Task details: Give the number of lines below that hold the string "Outline", and nothing more.

Stored data:
╭──
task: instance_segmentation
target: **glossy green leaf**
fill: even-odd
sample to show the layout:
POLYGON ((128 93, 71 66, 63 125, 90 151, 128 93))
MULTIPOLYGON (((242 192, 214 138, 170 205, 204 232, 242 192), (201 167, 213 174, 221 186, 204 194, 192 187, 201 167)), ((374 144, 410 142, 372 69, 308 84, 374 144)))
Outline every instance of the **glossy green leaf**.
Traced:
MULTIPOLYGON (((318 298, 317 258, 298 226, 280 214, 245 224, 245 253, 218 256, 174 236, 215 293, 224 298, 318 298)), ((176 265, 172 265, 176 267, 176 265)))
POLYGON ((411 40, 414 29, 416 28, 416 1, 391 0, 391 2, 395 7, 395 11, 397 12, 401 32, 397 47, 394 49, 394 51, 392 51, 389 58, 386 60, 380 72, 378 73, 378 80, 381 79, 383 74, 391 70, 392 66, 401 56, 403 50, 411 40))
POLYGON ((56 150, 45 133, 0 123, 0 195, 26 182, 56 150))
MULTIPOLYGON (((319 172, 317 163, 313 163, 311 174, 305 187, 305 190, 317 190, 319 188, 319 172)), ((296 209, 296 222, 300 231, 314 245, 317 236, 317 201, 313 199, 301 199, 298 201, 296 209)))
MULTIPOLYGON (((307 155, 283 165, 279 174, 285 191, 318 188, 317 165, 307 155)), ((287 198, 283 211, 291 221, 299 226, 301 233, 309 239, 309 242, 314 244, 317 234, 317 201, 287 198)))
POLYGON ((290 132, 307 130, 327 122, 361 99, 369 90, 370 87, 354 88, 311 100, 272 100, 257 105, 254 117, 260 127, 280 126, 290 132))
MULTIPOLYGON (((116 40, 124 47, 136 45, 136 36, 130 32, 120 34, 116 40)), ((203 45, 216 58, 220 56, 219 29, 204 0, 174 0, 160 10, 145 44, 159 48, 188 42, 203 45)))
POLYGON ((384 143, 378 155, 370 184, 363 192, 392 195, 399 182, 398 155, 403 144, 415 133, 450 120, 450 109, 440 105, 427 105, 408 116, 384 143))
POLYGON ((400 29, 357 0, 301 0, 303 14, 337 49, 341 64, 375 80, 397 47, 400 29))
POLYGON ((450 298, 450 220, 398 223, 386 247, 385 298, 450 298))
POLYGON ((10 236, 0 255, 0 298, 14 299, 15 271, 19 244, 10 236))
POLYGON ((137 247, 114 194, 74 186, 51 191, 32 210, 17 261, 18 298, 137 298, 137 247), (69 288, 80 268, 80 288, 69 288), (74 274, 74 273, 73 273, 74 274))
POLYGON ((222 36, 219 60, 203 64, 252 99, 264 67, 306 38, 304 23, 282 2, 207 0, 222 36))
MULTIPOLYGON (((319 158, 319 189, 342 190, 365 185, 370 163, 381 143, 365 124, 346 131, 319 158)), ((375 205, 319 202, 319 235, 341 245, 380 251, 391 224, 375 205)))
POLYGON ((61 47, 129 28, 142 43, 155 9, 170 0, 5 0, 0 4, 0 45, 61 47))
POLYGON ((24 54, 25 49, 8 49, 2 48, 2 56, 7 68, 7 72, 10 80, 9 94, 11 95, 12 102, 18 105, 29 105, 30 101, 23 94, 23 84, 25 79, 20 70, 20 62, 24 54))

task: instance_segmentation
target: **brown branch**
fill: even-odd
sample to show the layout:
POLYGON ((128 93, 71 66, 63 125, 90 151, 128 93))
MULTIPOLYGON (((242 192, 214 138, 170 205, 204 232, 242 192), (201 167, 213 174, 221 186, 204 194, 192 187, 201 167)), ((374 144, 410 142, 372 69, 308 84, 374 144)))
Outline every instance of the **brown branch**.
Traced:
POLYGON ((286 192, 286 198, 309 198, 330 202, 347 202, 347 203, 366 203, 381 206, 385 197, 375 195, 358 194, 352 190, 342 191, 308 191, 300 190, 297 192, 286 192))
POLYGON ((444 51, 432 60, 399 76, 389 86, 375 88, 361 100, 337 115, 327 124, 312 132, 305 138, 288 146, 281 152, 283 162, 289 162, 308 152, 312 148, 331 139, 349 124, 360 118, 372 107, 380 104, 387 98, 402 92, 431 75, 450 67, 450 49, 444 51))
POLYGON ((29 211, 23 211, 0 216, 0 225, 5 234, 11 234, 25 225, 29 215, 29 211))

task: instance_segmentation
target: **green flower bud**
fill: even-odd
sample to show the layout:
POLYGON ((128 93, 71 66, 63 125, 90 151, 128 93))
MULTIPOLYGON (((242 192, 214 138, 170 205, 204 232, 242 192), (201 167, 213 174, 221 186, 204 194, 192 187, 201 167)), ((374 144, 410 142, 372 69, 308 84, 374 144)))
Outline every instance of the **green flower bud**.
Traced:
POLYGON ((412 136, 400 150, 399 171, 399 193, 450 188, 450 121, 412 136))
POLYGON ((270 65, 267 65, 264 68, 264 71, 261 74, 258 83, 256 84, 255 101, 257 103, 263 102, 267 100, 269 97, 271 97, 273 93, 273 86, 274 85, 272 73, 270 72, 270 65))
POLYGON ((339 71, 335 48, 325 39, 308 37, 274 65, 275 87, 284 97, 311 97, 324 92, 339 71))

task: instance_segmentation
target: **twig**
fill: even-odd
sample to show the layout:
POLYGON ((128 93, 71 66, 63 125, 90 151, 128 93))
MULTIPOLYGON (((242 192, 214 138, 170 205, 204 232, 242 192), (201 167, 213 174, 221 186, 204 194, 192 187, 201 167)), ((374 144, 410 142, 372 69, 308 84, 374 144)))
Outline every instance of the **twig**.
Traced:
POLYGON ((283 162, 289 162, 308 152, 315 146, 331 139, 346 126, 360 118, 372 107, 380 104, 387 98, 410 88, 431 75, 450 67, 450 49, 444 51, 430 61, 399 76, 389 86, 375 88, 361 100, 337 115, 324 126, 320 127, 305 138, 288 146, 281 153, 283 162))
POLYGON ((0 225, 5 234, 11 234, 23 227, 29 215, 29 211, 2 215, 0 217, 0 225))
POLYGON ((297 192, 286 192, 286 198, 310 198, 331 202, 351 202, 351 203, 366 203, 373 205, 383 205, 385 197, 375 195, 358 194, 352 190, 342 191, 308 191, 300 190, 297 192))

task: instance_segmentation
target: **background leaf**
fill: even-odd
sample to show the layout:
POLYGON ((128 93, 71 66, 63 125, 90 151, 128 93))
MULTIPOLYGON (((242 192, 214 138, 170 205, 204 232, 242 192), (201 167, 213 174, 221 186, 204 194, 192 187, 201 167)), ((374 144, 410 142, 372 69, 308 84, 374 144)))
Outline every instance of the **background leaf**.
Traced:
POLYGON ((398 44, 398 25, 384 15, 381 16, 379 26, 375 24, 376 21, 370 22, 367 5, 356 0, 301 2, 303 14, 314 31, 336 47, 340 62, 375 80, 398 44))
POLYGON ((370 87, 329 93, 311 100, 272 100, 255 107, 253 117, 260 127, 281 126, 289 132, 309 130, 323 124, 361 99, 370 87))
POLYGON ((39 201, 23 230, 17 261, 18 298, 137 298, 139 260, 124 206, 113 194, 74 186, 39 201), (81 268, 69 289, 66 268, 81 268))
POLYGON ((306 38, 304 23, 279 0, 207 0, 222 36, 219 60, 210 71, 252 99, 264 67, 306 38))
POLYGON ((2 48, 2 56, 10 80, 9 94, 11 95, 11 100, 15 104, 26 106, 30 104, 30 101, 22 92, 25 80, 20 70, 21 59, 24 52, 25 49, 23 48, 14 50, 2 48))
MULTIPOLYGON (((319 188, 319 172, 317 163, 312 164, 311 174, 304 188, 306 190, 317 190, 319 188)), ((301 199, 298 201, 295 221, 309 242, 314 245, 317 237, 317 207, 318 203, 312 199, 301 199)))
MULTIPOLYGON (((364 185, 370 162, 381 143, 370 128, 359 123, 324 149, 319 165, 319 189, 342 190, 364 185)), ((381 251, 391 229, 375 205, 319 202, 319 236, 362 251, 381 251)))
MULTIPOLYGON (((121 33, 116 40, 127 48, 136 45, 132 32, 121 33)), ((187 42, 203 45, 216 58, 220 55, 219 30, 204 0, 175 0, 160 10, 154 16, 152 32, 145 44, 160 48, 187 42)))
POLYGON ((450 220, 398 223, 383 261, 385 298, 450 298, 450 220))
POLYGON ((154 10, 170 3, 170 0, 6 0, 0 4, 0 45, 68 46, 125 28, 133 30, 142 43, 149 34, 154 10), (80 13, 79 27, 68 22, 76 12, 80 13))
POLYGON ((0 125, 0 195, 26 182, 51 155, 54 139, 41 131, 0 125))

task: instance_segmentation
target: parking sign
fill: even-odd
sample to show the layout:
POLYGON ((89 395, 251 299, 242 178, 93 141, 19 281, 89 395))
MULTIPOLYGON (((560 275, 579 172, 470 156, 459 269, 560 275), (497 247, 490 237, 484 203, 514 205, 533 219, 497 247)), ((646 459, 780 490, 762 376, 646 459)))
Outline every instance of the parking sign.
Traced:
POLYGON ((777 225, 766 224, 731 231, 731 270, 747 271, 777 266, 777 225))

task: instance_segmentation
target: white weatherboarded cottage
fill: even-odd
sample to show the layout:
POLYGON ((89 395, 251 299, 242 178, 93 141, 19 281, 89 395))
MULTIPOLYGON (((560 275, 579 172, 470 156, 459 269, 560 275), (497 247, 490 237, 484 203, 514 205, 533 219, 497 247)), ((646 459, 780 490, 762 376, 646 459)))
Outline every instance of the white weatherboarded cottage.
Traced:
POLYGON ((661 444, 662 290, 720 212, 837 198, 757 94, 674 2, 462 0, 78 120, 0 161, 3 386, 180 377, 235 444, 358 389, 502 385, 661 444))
╰──
Written solution: 7